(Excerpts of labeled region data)

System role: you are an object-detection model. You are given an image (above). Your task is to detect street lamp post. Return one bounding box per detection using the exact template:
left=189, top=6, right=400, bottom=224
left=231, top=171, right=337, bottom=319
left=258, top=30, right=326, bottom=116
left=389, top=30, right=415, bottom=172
...
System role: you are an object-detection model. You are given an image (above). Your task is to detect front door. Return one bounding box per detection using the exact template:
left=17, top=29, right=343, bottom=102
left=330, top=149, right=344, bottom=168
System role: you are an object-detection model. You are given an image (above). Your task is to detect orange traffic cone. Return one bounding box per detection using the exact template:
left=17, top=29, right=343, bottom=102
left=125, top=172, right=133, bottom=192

• Brief
Render the data as a JSON list of strings with one string per line, leaving out blank lines. Cover only the lines from the one containing "to detect street" through the one containing "left=389, top=30, right=415, bottom=172", both included.

• Response below
[
  "System role: you are an object-detection model. You are given an image (above). Your task is to detect street lamp post. Return one bounding box per detection using the exact template:",
  "left=189, top=6, right=400, bottom=224",
  "left=231, top=171, right=337, bottom=319",
  "left=258, top=30, right=326, bottom=116",
  "left=389, top=30, right=415, bottom=172"
]